### [Estratto dell'articolo]
####
Da lavoce.info* ripubblichiamo un articolo di tre ricercatori del Laboratorio sui servizi pubblici locali di REF Ricerche che chiarisce l’importanza dei principi di prossimità e autosufficienza nella gestione dei rifiuti. Con la pianificazione regionale, alcuni territori sono riusciti a dotarsi dell’impiantistica necessaria alla chiusura del ciclo dei rifiuti urbani indifferenziati. Quelli di altre realtà, come accade ad esempio nel Lazio, continuano invece a viaggiare tra Regioni e verso l’estero.
Il principio di autosufficienza
Il principio comunitario di autosufficienza nella gestione dei rifiuti urbani non pericolosi, individuato nel territorio di ciascuno stato, è stato recepito nel nostro ordinamento nazionale dall’articolo 182-bis del decreto legislativo 3 aprile 2006, n. 152 (Testo unico ambientale – Tua) ed è stato declinato a livello di Ambito territoriale ottimale (Ato). Pertanto, l’Ato è il perimetro territoriale e organizzativo entro cui l’autosufficienza nello smaltimento dei rifiuti urbani non pericolosi e la prossimità nello smaltimento e nel recupero dei rifiuti urbani indifferenziati dovrebbero essere sostanziate. In poche parole, l’autosufficienza è locale, e quindi regionale.
####
### [Richiesta]
Prosegui l'articolo sull'autosufficienza nella gestione dei rifiuti urbani, partendo subito dopo l'ultima frase riportata. Le voci che seguono non hanno alcun legame con l'articolo.

### [Voci estratte]
####
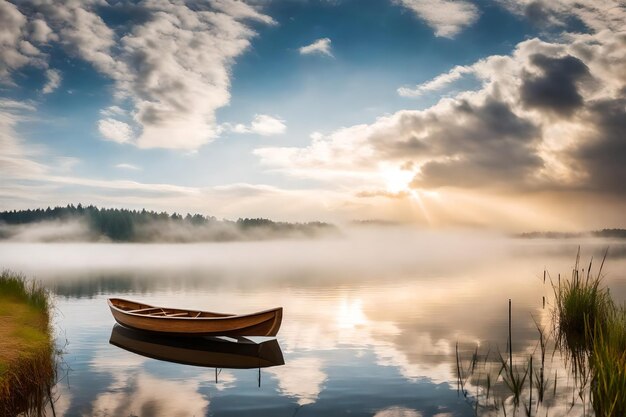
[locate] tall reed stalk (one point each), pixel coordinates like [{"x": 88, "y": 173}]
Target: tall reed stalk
[{"x": 27, "y": 366}]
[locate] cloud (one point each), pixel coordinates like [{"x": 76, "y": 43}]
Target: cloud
[
  {"x": 129, "y": 167},
  {"x": 53, "y": 81},
  {"x": 115, "y": 130},
  {"x": 15, "y": 160},
  {"x": 596, "y": 15},
  {"x": 15, "y": 49},
  {"x": 437, "y": 83},
  {"x": 546, "y": 118},
  {"x": 262, "y": 124},
  {"x": 446, "y": 17},
  {"x": 172, "y": 65},
  {"x": 302, "y": 378},
  {"x": 556, "y": 88},
  {"x": 320, "y": 47}
]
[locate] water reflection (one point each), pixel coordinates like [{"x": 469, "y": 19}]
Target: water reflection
[
  {"x": 206, "y": 352},
  {"x": 368, "y": 330}
]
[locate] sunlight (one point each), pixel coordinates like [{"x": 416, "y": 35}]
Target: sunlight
[
  {"x": 350, "y": 314},
  {"x": 396, "y": 180}
]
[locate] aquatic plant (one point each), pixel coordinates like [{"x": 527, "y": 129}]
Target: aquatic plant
[
  {"x": 26, "y": 348},
  {"x": 608, "y": 364},
  {"x": 579, "y": 302}
]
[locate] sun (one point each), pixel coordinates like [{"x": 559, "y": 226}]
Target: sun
[{"x": 396, "y": 180}]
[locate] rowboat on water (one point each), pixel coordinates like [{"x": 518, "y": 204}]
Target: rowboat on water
[
  {"x": 179, "y": 322},
  {"x": 205, "y": 351}
]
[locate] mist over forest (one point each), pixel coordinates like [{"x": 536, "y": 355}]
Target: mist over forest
[{"x": 93, "y": 224}]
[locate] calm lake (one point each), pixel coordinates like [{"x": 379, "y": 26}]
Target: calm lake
[{"x": 370, "y": 327}]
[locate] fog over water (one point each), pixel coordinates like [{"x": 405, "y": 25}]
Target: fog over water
[{"x": 372, "y": 316}]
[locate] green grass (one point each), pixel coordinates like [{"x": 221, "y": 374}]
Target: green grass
[
  {"x": 580, "y": 302},
  {"x": 16, "y": 286},
  {"x": 592, "y": 330},
  {"x": 26, "y": 347},
  {"x": 608, "y": 363}
]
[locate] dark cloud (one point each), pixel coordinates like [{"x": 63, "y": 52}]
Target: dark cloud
[
  {"x": 484, "y": 145},
  {"x": 603, "y": 154},
  {"x": 556, "y": 89}
]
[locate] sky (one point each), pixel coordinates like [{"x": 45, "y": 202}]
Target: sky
[{"x": 499, "y": 114}]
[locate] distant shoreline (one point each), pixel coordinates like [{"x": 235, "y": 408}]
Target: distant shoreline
[{"x": 603, "y": 233}]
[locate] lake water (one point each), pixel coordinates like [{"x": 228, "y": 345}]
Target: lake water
[{"x": 371, "y": 320}]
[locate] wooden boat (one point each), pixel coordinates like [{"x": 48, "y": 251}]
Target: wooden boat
[
  {"x": 207, "y": 352},
  {"x": 181, "y": 322}
]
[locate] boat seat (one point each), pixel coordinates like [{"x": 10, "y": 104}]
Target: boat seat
[{"x": 143, "y": 310}]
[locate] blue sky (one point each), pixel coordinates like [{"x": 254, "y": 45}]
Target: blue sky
[{"x": 334, "y": 110}]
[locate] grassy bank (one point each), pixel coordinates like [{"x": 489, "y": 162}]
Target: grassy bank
[
  {"x": 592, "y": 328},
  {"x": 26, "y": 348}
]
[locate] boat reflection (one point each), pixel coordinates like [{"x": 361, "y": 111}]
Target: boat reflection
[{"x": 205, "y": 352}]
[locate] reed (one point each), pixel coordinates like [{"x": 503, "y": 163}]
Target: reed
[
  {"x": 580, "y": 301},
  {"x": 592, "y": 331},
  {"x": 26, "y": 348},
  {"x": 608, "y": 364}
]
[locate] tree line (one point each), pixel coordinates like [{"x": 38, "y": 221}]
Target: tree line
[{"x": 122, "y": 224}]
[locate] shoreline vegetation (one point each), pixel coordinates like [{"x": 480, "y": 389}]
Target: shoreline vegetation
[
  {"x": 27, "y": 365},
  {"x": 604, "y": 233},
  {"x": 587, "y": 341},
  {"x": 93, "y": 224}
]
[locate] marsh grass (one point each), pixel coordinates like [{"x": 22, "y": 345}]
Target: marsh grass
[
  {"x": 608, "y": 363},
  {"x": 591, "y": 329},
  {"x": 26, "y": 347},
  {"x": 580, "y": 302}
]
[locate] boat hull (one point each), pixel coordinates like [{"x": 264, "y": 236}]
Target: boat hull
[
  {"x": 264, "y": 323},
  {"x": 198, "y": 352}
]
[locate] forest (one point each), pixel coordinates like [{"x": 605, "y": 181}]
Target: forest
[{"x": 123, "y": 225}]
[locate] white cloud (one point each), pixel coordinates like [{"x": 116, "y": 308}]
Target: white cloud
[
  {"x": 302, "y": 378},
  {"x": 15, "y": 50},
  {"x": 436, "y": 83},
  {"x": 265, "y": 125},
  {"x": 262, "y": 124},
  {"x": 397, "y": 411},
  {"x": 549, "y": 116},
  {"x": 173, "y": 67},
  {"x": 446, "y": 17},
  {"x": 321, "y": 47},
  {"x": 129, "y": 167},
  {"x": 113, "y": 111},
  {"x": 15, "y": 160},
  {"x": 53, "y": 81},
  {"x": 114, "y": 130},
  {"x": 596, "y": 15}
]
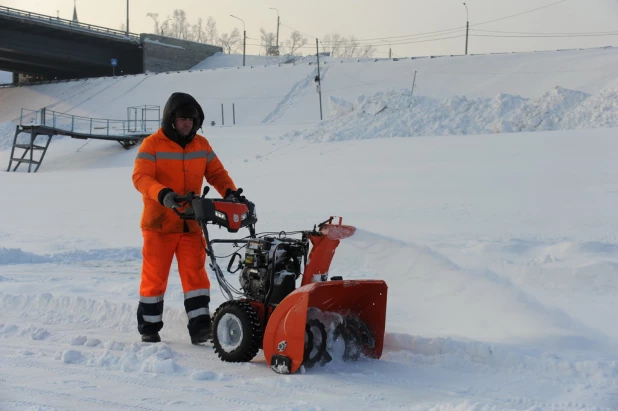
####
### [Risposta qui sotto]
Diverso è il caso delle frazioni provenienti dalla raccolta differenziata e destinate al riciclaggio e al recupero, per cui si afferma la libertà di circolazione sul territorio nazionale, seppur privilegiando gli impianti più vicini al luogo di produzione del rifiuto, secondo il principio comunitario di prossimità, al fine di ridurne la movimentazione, che pure genera impatti ambientali dannosi.
Lo strumento di programmazione chiamato a garantire i principi di autosufficienza e prossimità nella gestione dei rifiuti urbani è il Piano regionale di gestione dei rifiuti (Prgr), di cui all’articolo 199 del Tua. Al Prgr spetta il compito, tra gli altri, di operare una ricognizione degli impianti disponibili, misurando i fabbisogni regionali di trattamento dei rifiuti presenti e prospettici, alla luce delle politiche regionali di gestione e degli scenari di produzione dei rifiuti.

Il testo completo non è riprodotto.